◆ **Excerpt to read**:
Debian Squeeze

When I copy things, I just use Nautilus. I hate software like f-spot (which I assume is what you're referring to), as I can't get to the file system. Most music players also do this. geeqie, which I mentioned earlier in this thread, is a nice really quick viewer as it loads the embedded jpeg not the whole RAW file. As far as geotagging goes have you looked at this?

http://code.google.com/p/gpicsync/

I'm not into geotagging, so I can't help further.
 
When I copy things, I just use Nautilus. I hate software like f-spot (which I assume is what you're referring to), as I can't get to the file system. Most music players also do this.

I understand your reluctance, I resisted this since the first image I loaded off a 5.25" floppy disc onto an amber screen, but in the end it's futile. Aperture allows you to maintain your own directory/file structure, or to let it manage it for you. So it doesn't take away your access to the files. That was the way I used it at first but I realised later I'm not gaining anything from it, and these days I just let it handle the files. I can still find them if I need them. The main reason I use Aperture is for the organisational features. In particular, I like the following:

1. Organising images by projects and albums and folders. And I can mix these three and nest them whichever way I please.
2. Smart albums. This allows me to group certain images into an album based on whatever criteria I define: keywords, size, lens used, apterture/shutter/whatever, how I rated the image, when it was taken, etc. Pretty much anything that can exist in the metadata, can be used. This is incredibly powerful.
3. hierarchical keywording
4. I can add informtation to an image without altering the original file.

There are many more, but suffice to say, it's an incredibly powerful organisational tool. The files are still on my hard drive, and if I want to move to a different app, I can simply take the lot or I can export them into whatever structure you wish.

geeqie, which I mentioned earlier in this thread, is a nice really quick viewer as it loads the embedded jpeg not the whole RAW file. As far as geotagging goes have you looked at this?

http://code.google.com/p/gpicsync/

Nope, I'll check it out. Thanks! The biggest issue I've had with most of the ones I've tried is that they either don't normalise or they're very bad at it. The one I ended up keeping is GpsPhotoLinker and later their paid version.

I'm not into geotagging, so I can't help further.

I'm bigtime into it. I realised that it's an excellent idea when I was developing 15 year old films and discovered I have no idea where most of the pictures were taken. Same reason I keyword. I have pictures of me and other people, and some don't even look familiar - no idea who they were, but they were clearly important enough for me to want my picture taken with them!

◆ **Written request**: Pick up the forum thread about photo organizing and geotagging after its last sentence and keep it going.

◆ **Rows**:
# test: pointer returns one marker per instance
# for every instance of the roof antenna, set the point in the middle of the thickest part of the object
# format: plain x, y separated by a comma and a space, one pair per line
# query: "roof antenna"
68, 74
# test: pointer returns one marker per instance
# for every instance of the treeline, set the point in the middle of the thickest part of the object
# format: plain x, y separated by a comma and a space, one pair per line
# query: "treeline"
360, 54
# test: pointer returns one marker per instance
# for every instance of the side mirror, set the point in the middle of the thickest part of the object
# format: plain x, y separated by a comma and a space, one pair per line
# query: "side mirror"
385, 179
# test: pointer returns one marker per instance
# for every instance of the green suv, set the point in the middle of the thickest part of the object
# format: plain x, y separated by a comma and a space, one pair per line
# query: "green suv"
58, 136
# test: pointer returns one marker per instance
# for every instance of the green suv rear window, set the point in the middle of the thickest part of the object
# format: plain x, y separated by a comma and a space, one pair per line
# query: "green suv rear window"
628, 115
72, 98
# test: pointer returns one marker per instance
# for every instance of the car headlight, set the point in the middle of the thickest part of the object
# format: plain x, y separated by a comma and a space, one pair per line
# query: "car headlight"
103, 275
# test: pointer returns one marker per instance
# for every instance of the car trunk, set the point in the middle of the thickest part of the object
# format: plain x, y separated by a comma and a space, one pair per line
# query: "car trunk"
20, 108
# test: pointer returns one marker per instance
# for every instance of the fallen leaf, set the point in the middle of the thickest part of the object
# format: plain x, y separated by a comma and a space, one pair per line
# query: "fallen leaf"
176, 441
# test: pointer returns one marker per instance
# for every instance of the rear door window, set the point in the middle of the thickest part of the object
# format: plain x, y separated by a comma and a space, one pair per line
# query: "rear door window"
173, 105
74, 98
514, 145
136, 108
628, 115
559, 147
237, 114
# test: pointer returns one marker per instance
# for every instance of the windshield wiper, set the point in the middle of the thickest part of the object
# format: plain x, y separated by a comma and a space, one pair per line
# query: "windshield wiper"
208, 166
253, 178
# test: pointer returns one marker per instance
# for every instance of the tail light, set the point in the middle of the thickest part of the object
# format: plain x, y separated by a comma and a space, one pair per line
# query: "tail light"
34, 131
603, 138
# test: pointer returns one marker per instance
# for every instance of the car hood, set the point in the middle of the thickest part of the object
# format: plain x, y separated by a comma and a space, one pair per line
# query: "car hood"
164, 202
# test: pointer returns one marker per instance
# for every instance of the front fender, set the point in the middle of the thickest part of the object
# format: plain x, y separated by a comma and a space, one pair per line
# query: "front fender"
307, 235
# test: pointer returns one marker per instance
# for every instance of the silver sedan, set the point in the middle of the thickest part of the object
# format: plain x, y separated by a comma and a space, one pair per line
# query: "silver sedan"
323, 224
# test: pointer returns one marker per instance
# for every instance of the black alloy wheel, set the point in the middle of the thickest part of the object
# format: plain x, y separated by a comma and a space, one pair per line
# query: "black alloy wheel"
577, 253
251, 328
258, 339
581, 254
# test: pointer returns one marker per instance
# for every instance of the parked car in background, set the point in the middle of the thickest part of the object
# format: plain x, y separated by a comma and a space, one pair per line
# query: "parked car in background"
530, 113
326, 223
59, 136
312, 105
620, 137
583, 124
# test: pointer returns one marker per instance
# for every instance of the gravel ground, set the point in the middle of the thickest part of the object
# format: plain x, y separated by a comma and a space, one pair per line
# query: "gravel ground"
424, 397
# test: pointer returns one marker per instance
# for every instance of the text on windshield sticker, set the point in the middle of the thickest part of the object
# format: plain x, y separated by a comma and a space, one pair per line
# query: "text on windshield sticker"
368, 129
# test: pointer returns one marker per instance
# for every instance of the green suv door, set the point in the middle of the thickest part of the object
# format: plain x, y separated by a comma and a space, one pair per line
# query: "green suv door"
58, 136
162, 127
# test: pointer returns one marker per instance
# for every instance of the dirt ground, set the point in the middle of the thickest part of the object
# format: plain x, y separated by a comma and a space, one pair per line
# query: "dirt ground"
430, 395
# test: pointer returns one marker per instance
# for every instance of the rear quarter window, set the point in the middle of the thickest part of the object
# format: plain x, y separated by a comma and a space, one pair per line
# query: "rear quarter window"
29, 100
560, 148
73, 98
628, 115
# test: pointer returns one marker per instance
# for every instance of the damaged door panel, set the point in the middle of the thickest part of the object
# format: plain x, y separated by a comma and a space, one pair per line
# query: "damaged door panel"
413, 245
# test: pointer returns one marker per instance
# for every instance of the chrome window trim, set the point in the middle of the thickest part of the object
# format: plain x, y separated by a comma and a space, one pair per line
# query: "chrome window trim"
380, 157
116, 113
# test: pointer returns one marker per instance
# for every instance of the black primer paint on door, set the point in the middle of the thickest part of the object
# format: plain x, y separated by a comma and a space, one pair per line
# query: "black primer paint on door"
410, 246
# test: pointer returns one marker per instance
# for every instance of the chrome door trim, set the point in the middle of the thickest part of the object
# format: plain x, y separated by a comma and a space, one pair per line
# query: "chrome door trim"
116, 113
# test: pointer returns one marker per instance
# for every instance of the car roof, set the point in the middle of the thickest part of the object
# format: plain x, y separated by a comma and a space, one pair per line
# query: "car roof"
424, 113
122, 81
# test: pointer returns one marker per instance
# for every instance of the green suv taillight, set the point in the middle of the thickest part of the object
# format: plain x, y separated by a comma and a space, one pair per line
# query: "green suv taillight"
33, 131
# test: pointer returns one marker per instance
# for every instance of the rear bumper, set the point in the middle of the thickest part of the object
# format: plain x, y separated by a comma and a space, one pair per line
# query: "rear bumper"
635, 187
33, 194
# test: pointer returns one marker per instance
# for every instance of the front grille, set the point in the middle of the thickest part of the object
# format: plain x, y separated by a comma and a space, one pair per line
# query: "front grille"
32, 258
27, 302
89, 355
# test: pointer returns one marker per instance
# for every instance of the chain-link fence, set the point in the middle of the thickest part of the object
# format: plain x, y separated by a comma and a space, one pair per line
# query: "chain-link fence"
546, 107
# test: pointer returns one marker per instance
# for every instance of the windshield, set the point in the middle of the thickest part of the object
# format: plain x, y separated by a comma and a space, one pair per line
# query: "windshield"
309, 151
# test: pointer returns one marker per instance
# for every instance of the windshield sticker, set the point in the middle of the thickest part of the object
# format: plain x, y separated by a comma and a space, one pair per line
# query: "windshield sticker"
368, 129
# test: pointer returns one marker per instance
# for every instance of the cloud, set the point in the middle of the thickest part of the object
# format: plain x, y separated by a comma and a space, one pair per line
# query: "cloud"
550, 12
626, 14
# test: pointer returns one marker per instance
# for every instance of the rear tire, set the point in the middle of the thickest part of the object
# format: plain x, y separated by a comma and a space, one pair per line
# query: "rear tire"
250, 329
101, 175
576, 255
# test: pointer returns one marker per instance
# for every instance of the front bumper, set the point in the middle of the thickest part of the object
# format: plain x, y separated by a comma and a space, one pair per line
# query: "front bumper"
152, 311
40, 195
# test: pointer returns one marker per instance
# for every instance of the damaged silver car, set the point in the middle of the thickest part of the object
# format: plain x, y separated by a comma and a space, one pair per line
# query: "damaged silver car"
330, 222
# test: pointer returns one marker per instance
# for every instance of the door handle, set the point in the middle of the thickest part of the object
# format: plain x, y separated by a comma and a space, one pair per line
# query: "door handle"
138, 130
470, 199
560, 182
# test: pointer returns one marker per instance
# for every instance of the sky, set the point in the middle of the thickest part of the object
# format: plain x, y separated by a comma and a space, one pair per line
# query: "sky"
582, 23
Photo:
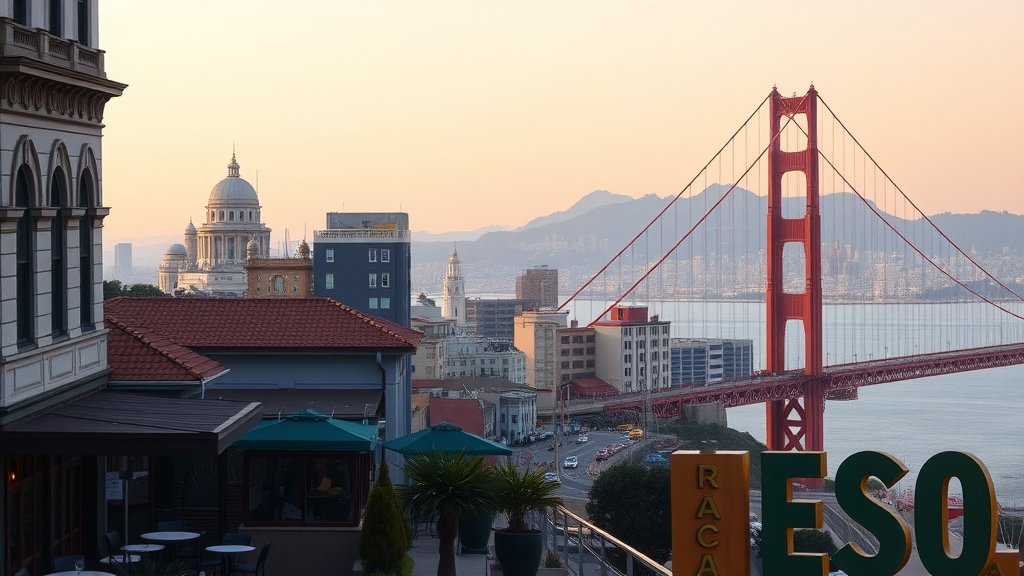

◆ **Result below**:
 
I'm bigtime into it. I realised that it's an excellent idea when I was developing 15 year old films and discovered I have no idea where most of the pictures were taken. Same reason I keyword. I have pictures of me and other people, and some don't even look familiar - no idea who they were, but they were clearly important enough for me to want my picture taken with them!

Actually, it's more than this. When my grandma passed away, I inherited a shoebox full of photos that basically span her life up to the point where her children started owning their own cameras. Aside from the obvious aunts and uncles who appear as children or young adults, I have no idea who any of the people in those pictures are, and neither do anyone (alive) in the family. What I do know is that, among that pile are pictures of my many of my ancestors and I can't even identify them.

When I pass away, I want my photo collection to be a well documented account of my life, not a mystery my family will never be able to solve.
 
For those who are unhappy with the default fonts, appearance, etc. in Squeeze I found the following which makes a massive improvement

This is more an answer to “it looks ugly in KDE”. Maybe you need to “tune” it bit. Do you have these packages installed?

gtk-qt-engine gtk2-engines-qtcurve kde-config-gtk-style kwin-style-qtcurve qtcurve

Afterwards go to KDE’s system settings –> Appearance –> GTK+ Appearance and play around with the settings.
 
For those who are unhappy with the default fonts...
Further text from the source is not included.